#### BRIEF:
Report each line of the material below that contains the word "walkway".

* * * *

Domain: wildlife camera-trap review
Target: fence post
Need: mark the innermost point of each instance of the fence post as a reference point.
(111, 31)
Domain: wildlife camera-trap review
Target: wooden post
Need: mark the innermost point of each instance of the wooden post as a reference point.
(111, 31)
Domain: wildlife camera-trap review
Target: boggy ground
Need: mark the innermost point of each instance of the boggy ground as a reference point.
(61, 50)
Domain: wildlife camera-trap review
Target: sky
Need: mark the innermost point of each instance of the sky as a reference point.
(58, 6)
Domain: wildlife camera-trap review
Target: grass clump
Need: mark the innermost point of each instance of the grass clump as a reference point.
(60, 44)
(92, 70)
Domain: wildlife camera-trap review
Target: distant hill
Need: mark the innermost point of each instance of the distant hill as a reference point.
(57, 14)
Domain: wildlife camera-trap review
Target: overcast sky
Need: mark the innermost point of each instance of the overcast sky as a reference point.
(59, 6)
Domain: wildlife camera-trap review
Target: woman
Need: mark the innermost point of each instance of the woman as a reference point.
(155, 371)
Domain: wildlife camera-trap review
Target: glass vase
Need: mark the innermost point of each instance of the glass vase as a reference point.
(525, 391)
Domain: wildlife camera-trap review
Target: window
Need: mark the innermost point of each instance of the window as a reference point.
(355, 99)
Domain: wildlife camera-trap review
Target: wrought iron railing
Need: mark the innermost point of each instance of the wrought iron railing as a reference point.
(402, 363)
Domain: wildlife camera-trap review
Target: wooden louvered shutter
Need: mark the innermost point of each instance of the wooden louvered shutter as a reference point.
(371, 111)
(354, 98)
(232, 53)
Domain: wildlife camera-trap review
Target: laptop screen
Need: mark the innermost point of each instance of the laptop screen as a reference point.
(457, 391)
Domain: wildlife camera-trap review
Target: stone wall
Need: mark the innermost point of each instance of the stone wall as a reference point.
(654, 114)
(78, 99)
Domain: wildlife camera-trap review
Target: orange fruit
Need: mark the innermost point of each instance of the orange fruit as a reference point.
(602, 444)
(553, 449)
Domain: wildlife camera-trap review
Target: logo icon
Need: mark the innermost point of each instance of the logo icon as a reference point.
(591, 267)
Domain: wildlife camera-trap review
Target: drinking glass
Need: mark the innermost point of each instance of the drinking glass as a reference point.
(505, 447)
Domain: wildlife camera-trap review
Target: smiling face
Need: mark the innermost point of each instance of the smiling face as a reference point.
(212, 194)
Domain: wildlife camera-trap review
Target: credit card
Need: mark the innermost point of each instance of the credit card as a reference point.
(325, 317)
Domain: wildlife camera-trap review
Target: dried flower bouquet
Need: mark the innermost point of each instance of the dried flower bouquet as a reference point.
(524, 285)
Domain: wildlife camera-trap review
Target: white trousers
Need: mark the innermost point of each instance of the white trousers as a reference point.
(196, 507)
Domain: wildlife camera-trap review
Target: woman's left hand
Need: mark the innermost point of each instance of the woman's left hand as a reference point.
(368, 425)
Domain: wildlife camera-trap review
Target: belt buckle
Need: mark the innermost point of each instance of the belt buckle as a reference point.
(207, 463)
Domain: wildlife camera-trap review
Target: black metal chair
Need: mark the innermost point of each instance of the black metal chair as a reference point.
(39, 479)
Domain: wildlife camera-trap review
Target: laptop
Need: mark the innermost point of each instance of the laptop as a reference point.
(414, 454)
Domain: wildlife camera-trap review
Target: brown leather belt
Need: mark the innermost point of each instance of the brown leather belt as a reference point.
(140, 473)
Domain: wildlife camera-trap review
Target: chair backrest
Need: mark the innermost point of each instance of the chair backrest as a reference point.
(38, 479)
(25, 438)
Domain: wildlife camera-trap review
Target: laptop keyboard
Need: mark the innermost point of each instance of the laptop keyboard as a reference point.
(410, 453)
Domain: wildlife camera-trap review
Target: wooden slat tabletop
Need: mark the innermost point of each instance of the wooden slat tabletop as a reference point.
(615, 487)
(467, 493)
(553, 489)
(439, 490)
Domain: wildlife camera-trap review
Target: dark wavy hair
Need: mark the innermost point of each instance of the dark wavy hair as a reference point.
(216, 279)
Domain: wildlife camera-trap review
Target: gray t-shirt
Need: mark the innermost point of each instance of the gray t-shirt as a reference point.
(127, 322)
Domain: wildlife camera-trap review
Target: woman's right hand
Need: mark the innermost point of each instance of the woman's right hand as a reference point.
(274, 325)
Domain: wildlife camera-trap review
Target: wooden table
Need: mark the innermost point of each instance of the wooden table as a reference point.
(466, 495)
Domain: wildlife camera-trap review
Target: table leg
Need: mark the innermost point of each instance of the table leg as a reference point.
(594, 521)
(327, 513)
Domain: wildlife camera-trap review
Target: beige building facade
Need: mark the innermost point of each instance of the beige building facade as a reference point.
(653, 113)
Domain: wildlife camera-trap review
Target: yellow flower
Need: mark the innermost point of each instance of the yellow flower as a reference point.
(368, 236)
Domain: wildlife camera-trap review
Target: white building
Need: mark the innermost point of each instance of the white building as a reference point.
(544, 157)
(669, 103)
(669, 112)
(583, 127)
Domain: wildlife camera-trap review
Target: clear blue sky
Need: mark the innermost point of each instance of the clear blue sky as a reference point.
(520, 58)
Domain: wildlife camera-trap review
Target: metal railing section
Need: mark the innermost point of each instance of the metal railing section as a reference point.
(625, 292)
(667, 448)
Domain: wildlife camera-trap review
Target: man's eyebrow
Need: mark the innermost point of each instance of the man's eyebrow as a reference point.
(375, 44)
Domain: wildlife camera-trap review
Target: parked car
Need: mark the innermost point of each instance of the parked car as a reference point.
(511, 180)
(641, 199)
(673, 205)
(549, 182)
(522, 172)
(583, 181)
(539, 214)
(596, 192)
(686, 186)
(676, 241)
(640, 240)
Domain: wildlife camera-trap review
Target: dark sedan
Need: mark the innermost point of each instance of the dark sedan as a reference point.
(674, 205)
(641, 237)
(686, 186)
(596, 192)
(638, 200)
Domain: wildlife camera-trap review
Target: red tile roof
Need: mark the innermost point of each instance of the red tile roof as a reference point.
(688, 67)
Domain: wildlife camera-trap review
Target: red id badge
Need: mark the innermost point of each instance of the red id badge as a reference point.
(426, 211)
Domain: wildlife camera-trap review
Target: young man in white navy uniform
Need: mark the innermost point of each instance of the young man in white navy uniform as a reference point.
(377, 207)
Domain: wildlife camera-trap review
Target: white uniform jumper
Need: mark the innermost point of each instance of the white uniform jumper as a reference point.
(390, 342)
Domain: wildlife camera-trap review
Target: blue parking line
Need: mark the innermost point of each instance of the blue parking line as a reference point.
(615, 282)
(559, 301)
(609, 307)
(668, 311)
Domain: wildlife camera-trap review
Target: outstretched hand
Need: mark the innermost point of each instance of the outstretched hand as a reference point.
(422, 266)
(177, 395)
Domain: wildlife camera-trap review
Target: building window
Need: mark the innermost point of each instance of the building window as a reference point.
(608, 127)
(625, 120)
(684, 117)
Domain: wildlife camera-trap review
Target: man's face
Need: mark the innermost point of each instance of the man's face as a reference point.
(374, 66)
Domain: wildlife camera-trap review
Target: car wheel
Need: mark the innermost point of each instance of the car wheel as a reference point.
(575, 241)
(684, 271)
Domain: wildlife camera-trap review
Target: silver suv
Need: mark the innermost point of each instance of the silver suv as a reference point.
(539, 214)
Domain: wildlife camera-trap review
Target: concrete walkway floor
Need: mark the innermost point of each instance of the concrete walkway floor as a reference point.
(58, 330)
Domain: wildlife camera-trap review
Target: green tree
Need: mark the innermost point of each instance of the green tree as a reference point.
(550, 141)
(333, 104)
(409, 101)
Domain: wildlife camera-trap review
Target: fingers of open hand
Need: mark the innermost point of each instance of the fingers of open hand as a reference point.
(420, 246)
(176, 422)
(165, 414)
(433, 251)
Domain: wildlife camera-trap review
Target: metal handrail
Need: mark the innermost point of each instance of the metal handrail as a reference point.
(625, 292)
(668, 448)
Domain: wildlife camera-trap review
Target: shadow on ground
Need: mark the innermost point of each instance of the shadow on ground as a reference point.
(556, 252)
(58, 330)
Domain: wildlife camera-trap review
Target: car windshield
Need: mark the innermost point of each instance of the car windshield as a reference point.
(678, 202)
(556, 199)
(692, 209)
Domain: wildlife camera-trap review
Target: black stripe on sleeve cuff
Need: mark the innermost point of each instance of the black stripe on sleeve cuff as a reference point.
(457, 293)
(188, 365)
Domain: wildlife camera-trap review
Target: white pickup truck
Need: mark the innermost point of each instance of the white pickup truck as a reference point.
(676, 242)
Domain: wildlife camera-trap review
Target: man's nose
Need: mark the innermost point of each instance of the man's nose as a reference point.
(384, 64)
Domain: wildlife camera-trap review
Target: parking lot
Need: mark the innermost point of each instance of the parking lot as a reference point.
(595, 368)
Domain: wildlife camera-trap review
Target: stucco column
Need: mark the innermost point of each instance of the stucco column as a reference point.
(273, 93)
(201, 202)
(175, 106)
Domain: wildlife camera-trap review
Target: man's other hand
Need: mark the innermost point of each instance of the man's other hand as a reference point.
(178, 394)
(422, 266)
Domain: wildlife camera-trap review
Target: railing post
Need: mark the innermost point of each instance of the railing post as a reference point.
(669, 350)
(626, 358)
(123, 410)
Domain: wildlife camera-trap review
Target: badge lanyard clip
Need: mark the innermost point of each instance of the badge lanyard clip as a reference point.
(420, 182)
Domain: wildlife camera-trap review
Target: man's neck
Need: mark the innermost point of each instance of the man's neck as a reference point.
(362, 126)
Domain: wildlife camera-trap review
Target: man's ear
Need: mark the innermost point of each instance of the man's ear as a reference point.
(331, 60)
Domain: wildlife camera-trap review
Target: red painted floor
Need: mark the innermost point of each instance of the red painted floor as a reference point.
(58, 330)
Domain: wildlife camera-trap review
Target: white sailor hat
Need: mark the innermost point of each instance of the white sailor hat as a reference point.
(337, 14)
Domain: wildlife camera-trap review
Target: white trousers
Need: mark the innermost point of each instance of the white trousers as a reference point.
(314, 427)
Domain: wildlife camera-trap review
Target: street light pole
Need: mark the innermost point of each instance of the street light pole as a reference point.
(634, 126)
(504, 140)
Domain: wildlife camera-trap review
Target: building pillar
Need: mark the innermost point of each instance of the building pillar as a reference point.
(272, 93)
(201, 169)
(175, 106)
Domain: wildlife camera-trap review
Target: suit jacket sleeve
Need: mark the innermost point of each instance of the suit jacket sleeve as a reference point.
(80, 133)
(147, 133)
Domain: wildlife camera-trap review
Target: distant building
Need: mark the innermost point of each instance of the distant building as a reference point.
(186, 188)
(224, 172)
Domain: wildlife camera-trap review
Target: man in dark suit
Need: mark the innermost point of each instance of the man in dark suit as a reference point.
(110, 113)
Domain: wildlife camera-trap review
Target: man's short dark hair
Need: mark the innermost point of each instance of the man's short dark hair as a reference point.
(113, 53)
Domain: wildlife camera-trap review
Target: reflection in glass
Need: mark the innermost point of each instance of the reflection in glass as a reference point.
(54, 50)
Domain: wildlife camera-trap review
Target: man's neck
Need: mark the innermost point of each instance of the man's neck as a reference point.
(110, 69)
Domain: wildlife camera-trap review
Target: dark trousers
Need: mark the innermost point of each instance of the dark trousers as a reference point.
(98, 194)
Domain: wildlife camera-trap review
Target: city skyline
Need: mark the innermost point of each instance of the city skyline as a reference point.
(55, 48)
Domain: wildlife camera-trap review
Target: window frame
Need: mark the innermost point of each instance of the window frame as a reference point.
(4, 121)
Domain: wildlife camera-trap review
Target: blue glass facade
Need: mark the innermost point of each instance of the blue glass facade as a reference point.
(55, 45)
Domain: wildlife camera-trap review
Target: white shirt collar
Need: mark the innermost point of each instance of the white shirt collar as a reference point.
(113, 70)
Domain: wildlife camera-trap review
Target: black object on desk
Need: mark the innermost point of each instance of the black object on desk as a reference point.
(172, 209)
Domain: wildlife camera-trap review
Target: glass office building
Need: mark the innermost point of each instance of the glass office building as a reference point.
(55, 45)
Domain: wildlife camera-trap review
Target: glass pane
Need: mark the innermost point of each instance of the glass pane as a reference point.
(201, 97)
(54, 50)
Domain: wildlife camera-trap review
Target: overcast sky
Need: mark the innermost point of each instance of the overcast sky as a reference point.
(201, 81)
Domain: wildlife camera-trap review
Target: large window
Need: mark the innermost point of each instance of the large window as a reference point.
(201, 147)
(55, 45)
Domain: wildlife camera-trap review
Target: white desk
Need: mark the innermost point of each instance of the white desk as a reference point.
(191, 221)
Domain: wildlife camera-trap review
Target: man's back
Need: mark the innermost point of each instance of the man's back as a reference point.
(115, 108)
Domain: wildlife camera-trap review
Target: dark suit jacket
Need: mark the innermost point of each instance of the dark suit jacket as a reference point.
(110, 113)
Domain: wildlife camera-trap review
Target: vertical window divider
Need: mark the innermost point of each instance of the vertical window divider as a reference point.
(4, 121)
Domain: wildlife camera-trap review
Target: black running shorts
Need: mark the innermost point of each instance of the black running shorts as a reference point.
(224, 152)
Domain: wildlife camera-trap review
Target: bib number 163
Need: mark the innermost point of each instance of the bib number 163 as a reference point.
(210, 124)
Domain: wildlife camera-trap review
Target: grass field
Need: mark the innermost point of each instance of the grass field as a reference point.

* * * *

#### RESPONSE TO THIS TASK:
Target: concrete walkway floor
Need: mark the innermost point of each instance of the concrete walkway floor as a reference point.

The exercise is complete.